__Aim of the exercise__
Could you recast every line of the listing below as a JSON list of strings, one string per line and no blank lines? Leave the pictures out.

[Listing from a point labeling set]
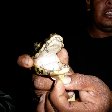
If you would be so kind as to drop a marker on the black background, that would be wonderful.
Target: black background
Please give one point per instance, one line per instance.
(23, 23)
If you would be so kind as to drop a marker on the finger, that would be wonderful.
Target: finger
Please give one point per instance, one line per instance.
(60, 101)
(91, 89)
(59, 97)
(41, 104)
(63, 56)
(42, 83)
(25, 61)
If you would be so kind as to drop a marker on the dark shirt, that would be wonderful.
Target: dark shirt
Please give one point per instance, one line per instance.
(6, 103)
(91, 56)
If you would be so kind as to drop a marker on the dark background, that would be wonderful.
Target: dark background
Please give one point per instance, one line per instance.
(22, 24)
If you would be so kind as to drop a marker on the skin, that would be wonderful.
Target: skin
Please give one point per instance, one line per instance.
(91, 97)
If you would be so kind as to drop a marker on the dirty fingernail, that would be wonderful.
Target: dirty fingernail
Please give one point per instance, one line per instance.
(66, 80)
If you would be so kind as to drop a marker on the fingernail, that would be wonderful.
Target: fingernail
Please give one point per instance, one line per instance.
(41, 98)
(66, 80)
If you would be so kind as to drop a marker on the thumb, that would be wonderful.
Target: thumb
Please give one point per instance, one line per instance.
(59, 96)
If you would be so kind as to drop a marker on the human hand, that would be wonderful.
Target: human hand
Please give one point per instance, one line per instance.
(94, 95)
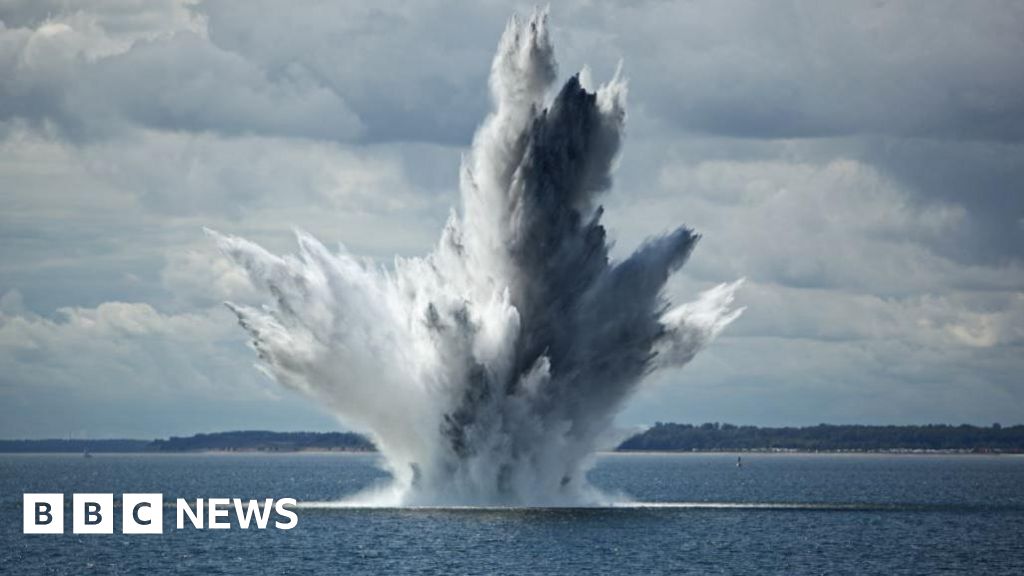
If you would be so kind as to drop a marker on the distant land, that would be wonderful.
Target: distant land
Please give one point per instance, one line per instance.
(826, 438)
(711, 437)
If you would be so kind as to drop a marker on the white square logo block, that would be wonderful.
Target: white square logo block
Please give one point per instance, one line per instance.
(92, 513)
(142, 513)
(43, 513)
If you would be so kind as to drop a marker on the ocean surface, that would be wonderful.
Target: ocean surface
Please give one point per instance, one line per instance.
(779, 513)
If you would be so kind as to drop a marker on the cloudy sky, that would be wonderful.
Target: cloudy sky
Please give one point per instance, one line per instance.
(860, 163)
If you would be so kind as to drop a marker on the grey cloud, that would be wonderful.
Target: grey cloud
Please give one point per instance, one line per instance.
(79, 82)
(810, 70)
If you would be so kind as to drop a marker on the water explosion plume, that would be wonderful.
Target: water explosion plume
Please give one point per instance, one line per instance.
(489, 371)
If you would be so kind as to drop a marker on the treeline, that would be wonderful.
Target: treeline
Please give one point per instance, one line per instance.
(663, 437)
(248, 441)
(261, 441)
(827, 438)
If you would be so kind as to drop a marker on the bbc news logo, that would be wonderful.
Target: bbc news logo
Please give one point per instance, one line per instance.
(143, 513)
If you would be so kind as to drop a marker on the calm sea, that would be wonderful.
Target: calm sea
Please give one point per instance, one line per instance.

__Result of this exercise__
[
  "If you would be so kind as to drop a marker on the black background, that would be wonderful.",
  "Target: black background",
  "Please give one point per instance, one line per instance.",
  "(23, 23)",
  "If you would be so kind as to drop a marker on the finger, that would be wonderful.",
  "Target: finger",
  "Please give one point per instance, one line per instance.",
  "(60, 101)",
  "(91, 89)",
  "(59, 97)",
  "(41, 104)",
  "(63, 56)",
  "(42, 83)",
  "(25, 61)",
  "If you would be so kind as to drop a marker on the dark shirt, that would be wonderful.",
  "Target: dark shirt",
  "Please give one point per instance, one line per instance.",
  "(6, 103)",
  "(91, 56)",
  "If you would be so kind as to drop a marker on the dark background, that would be wonderful.",
  "Target: dark background",
  "Please give one point per instance, one line per instance.",
  "(22, 24)",
  "If you would be so kind as to drop a marker on the skin, that would be wonderful.",
  "Target: skin",
  "Please give one point per instance, one line per instance.",
  "(91, 97)",
  "If you would be so kind as to drop a marker on the dirty fingernail, that would be wonderful.",
  "Target: dirty fingernail",
  "Please give one point per instance, one line per instance.",
  "(66, 80)",
  "If you would be so kind as to drop a marker on the fingernail, that would be wonderful.",
  "Target: fingernail",
  "Please give one point per instance, one line per instance.",
  "(41, 98)",
  "(66, 80)",
  "If you would be so kind as to drop a marker on the thumb, that would be wonderful.",
  "Target: thumb",
  "Please give one point per instance, one line per instance.",
  "(59, 96)",
  "If you would be so kind as to drop a marker on the human hand, that would be wonderful.",
  "Target: human hand",
  "Please give one point per instance, one line per instance.",
  "(94, 95)",
  "If you would be so kind as to drop a marker on the distant land, that would be wonderful.",
  "Target: distant land",
  "Please give one point per instance, one line per instance.",
  "(826, 438)",
  "(711, 437)",
  "If you would be so kind as to drop a marker on the white square logo block, that would be wonderful.",
  "Target: white square logo block",
  "Please give one point per instance, one line per instance.",
  "(92, 513)",
  "(142, 513)",
  "(43, 513)",
  "If you would be so kind as to drop a marker on the ocean surface, that would be wonderful.",
  "Target: ocean surface",
  "Please give one point per instance, one line per instance.",
  "(779, 513)",
  "If you would be so kind as to drop a marker on the cloudy sky, that would be wonderful.",
  "Target: cloudy sky",
  "Please give one point per instance, one line per instance.",
  "(860, 163)",
  "If you would be so kind as to drop a marker on the grey cloud, that would be wonderful.",
  "Target: grey cloud",
  "Please give one point per instance, one line per instance.",
  "(79, 82)",
  "(810, 70)",
  "If you would be so kind as to drop a marker on the water explosion plume, that would be wonderful.",
  "Target: water explosion plume",
  "Please give one point per instance, one line per instance.",
  "(489, 371)",
  "If you would be so kind as to drop a marker on the treeline, that would be wonderful.",
  "Target: treeline",
  "Please give one point per instance, one line per instance.",
  "(663, 437)",
  "(248, 441)",
  "(261, 441)",
  "(827, 438)",
  "If you would be so kind as to drop a marker on the bbc news logo, that would be wonderful.",
  "Target: bbc news logo",
  "Please give one point per instance, one line per instance.",
  "(143, 513)",
  "If you would be so kind as to drop a marker on the calm sea, that would be wonderful.",
  "Target: calm sea",
  "Please give one point per instance, one line per instance."
]